[START]

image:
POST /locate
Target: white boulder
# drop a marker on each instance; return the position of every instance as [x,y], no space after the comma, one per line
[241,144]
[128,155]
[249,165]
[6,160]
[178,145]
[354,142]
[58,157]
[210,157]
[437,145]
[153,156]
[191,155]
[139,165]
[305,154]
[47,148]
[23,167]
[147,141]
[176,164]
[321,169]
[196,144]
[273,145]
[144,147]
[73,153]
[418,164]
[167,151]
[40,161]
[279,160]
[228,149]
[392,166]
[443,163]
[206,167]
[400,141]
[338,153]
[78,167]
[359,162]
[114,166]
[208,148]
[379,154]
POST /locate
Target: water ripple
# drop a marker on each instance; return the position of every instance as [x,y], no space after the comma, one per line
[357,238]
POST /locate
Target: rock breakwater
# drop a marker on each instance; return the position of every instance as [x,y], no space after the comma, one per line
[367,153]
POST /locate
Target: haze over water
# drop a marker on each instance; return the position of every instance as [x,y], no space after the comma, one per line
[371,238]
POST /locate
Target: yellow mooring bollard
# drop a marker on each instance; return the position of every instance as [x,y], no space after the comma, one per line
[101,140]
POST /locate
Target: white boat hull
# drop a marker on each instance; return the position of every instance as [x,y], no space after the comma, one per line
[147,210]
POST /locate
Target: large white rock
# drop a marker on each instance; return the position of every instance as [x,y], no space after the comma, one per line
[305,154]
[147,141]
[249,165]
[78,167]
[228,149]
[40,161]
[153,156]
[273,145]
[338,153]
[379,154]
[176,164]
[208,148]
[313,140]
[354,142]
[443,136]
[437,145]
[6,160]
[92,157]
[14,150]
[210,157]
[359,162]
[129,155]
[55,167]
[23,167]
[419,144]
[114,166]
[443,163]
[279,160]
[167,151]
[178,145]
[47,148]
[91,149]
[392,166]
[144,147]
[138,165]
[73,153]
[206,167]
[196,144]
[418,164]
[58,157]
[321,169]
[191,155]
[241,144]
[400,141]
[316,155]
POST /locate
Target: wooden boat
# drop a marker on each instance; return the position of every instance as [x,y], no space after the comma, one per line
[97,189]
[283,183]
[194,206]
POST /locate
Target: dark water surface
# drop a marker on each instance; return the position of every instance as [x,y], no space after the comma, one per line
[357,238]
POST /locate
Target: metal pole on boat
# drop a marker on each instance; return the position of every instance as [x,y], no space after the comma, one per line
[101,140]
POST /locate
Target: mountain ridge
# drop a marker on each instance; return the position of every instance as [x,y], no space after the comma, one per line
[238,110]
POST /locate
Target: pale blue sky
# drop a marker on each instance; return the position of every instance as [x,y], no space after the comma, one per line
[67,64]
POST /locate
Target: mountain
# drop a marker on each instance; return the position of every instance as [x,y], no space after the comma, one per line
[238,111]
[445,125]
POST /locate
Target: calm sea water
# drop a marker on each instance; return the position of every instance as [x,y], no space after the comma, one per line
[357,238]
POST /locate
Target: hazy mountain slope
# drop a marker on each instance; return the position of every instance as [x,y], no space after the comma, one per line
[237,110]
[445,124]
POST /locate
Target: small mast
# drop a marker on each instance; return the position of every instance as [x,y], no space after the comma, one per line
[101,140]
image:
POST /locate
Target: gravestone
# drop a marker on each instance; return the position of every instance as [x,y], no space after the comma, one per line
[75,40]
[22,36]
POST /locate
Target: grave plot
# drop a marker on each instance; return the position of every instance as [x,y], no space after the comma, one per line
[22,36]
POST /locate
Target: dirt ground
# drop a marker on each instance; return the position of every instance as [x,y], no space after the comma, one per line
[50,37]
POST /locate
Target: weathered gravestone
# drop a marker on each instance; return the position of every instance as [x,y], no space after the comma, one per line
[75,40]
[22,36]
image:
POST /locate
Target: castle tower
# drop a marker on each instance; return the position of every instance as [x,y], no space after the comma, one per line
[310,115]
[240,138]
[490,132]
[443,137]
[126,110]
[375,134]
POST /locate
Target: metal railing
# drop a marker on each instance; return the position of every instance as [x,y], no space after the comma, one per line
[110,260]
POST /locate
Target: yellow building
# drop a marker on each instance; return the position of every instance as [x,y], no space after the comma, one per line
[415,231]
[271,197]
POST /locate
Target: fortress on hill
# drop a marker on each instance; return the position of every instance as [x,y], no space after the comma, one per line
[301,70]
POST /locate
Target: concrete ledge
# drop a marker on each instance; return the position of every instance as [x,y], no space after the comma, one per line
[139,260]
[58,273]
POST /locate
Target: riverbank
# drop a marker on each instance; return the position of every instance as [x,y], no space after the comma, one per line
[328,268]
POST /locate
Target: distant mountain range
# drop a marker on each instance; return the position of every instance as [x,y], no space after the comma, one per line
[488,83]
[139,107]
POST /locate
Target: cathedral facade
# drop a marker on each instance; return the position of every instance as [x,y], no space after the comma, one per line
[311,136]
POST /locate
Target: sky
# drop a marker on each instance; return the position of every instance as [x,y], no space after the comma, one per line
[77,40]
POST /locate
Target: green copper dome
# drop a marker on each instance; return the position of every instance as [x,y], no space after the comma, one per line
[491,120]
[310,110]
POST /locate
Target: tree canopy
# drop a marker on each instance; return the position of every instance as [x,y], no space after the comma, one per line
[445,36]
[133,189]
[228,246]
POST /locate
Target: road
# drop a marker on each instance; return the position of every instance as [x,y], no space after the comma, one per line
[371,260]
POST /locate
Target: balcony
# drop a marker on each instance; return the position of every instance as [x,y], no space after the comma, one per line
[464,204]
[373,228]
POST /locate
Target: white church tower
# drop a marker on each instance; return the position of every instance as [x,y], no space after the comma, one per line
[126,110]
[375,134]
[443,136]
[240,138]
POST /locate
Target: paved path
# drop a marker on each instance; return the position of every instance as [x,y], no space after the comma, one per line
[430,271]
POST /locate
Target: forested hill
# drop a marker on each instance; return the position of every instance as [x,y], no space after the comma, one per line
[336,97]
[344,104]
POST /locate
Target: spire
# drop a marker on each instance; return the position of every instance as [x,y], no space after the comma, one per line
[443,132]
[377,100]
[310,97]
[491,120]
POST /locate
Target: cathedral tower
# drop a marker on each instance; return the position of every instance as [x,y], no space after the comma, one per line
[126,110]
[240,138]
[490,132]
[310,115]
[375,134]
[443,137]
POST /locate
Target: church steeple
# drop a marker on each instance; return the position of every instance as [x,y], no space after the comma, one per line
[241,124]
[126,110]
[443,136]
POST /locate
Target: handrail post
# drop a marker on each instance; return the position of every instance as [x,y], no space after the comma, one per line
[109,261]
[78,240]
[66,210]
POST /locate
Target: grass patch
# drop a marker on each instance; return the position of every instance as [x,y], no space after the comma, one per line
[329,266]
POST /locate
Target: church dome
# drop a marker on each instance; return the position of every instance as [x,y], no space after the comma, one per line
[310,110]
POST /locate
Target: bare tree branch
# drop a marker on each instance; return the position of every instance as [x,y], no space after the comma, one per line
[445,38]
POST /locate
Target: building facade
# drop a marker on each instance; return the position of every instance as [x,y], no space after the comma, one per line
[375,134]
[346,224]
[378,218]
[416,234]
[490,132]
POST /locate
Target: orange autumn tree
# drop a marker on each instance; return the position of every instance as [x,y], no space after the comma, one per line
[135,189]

[END]

* _Required work_
Repeat the records exactly, including every line.

* _Solution to the exercise_
image:
POST /locate
Target: white boulder
# drop a marker on each instance; return the position of every instance as [x,y], no space after the comma, one per line
[241,144]
[128,155]
[249,165]
[6,160]
[178,145]
[354,142]
[58,157]
[210,157]
[437,145]
[153,156]
[191,155]
[139,165]
[305,154]
[47,148]
[23,167]
[147,141]
[176,164]
[321,169]
[196,144]
[273,145]
[144,147]
[73,153]
[418,164]
[167,151]
[40,161]
[279,160]
[228,149]
[392,166]
[443,163]
[206,167]
[400,141]
[338,153]
[78,167]
[359,162]
[114,166]
[208,148]
[379,154]
POST /locate
Target: water ripple
# drop a marker on each instance; return the position of every instance as [x,y], no space after the comma, one per line
[357,238]
POST /locate
Target: rock breakwater
# drop a marker on each instance; return the position of every instance as [x,y], no space after the comma, one per line
[367,153]
POST /locate
Target: haze over water
# drop a marker on each instance; return the position of every instance as [x,y], no space after the comma, one per line
[371,238]
POST /locate
Target: yellow mooring bollard
# drop a marker on each instance; return the position of every instance as [x,y], no space after the comma, one per line
[101,140]
POST /locate
Target: white boat hull
# drop a marker on each instance; return the position of every instance as [x,y], no space after the comma, one per line
[147,210]
POST /locate
Target: large white rock
# drop a marker on each instance; return the position of every instance as [x,y], no space after the comma, one per line
[305,154]
[147,141]
[249,165]
[78,167]
[228,149]
[40,161]
[153,156]
[273,145]
[338,153]
[379,154]
[176,164]
[208,148]
[313,140]
[354,142]
[443,136]
[437,145]
[6,160]
[92,157]
[14,150]
[210,157]
[359,162]
[129,155]
[55,167]
[23,167]
[419,144]
[114,166]
[443,163]
[279,160]
[167,151]
[178,145]
[47,148]
[91,149]
[392,166]
[144,147]
[138,165]
[73,153]
[206,167]
[196,144]
[418,164]
[58,157]
[321,169]
[191,155]
[241,144]
[400,141]
[316,155]
POST /locate
Target: wooden boat
# drop a marker on each instance; return the position of every instance as [x,y], no space after the comma, one per line
[97,189]
[283,183]
[194,206]
POST /locate
Target: dark water surface
# drop a marker on each instance; return the position of every instance as [x,y], no space after the comma, one per line
[357,238]
POST /locate
Target: metal pole on boat
# drop a marker on each instance; return the position of every instance as [x,y], no space after the comma, one per line
[101,140]
POST /locate
Target: mountain ridge
# drop a marker on each instance; return the position of every instance as [x,y], no space after the comma, one per line
[238,110]
POST /locate
Target: pale blue sky
# drop a marker on each instance; return the position of every instance as [x,y], no space after the comma, one per line
[67,64]
POST /locate
Target: mountain
# drop a marker on each instance; return the position of every instance as [x,y], no space after the comma, one per line
[238,111]
[445,125]
POST /locate
Target: calm sea water
# drop a marker on each instance; return the position of every instance as [x,y], no space after the comma, one per line
[357,238]
POST /locate
Target: hazy mountain slope
# drop a marker on each instance; return the position of every instance as [x,y], no space after the comma, one per line
[237,110]
[445,124]
POST /locate
Target: small mast
# drop a marker on each instance; return the position of every instance as [x,y], no space after the comma, one per line
[101,140]
image:
POST /locate
Target: gravestone
# drop a marker on each instance; return the position of every instance as [x,y], no space after the comma, one per line
[75,40]
[22,36]
POST /locate
Target: grave plot
# drop a marker on each instance; return the position of every instance as [x,y], no space after the comma, one per line
[22,36]
POST /locate
Target: dirt ground
# drop a marker on each instance; return the position of every instance as [x,y], no space after the comma, one per line
[50,37]
POST /locate
Target: weathered gravestone
# drop a marker on each instance; return the position of every instance as [x,y], no space after the comma, one per line
[75,40]
[22,36]
image:
POST /locate
Target: castle tower
# drop a marker on each instance; return the position of every instance as [x,y], no space after the comma, one per line
[310,115]
[240,138]
[490,132]
[443,137]
[126,110]
[375,134]
POST /locate
Target: metal railing
# drop a marker on each instance; return the position of every instance as [x,y], no space after the comma, one per line
[110,260]
POST /locate
Target: yellow building
# drop a marker on each instance; return the position of every instance as [x,y], no space after the comma, one per line
[415,231]
[271,197]
POST /locate
Target: fortress on hill
# drop a marker on each instance; return the position of every instance as [x,y], no space after the comma, one per line
[301,70]
POST /locate
Target: concrete ledge
# drop a marker on each instance; return the position of every instance as [x,y], no space after the comma, one per line
[139,260]
[58,273]
POST /locate
Target: riverbank
# drop a marker on each instance; return the position of every instance as [x,y], no space after the comma, one per line
[328,268]
POST /locate
Target: distant mountain range
# drop a marker on each instance; return the position of every instance as [x,y], no space after the comma, one per line
[488,83]
[139,107]
POST /locate
Target: cathedral facade
# drop a marker on each instance; return the position of every instance as [x,y], no space after the comma, one per line
[311,136]
POST /locate
Target: sky
# drop a marker on each instance; return the position of every instance as [x,y], no space after the comma, one per line
[77,40]
POST /locate
Target: green copper dome
# drop a marker on each instance; return the position of every instance as [x,y], no space after the comma, one per line
[491,120]
[310,110]
POST /locate
Target: tree canopy
# drop a marker on each instance; return the position of every instance as [x,y], no space after the comma, one per line
[445,36]
[133,189]
[228,246]
POST /locate
Target: road
# drop a marker on each instance; return the position of every instance as [x,y], no space after the comma, one per line
[371,260]
POST /locate
Target: balcony
# drop a marker on each instance; return the position of every instance as [x,y], no space after the comma, one per line
[464,204]
[373,228]
POST /locate
Target: white church tower
# drop a marker on each instance; return the position of every instance as [x,y], no space after the comma, one per line
[126,110]
[375,134]
[443,136]
[240,138]
POST /locate
Target: paved path
# drop a marker on each instance; return the position of every instance as [x,y], no space after the comma, one per line
[430,271]
POST /locate
Target: forested hill
# drop a marker on each instance; return the position of every instance as [x,y], no space after the comma, one per line
[336,97]
[344,104]
POST /locate
Target: spire
# drop a marker on each instance; return the position of every instance as [x,y], no space after the comma, one per line
[443,132]
[377,100]
[310,97]
[491,120]
POST /locate
Target: cathedral tower
# drop a marker on each instance; return the position of every instance as [x,y], no space after the comma, one per line
[126,110]
[240,138]
[490,132]
[310,115]
[375,134]
[443,137]
POST /locate
Target: church steeple
# drop a marker on each instance; return the position of every instance as [x,y], no space after the comma, one per line
[241,124]
[126,110]
[443,136]
POST /locate
Target: handrail post
# drop a marker on each instance; return the position of every instance as [x,y], no space after the comma, one per line
[109,261]
[78,240]
[66,210]
POST /locate
Target: grass patch
# drop a marker on each instance; return the position of every instance as [x,y], no space after the comma, one per line
[329,266]
POST /locate
Target: church dome
# drop a marker on each instance; return the position of every instance as [x,y], no space after the comma, one per line
[310,110]
POST /locate
Target: bare tree branch
# drop a marker on each instance; return the position of every instance as [x,y], no space after the comma, one per line
[445,38]
POST /locate
Target: building facade
# drop a marker on each instance; return the position of every instance as [x,y], no space after the comma, one per line
[375,134]
[346,224]
[378,218]
[416,234]
[490,132]
POST /locate
Target: orange autumn tree
# drop a marker on each instance; return the position of every instance as [x,y], no space after the comma, one per line
[135,189]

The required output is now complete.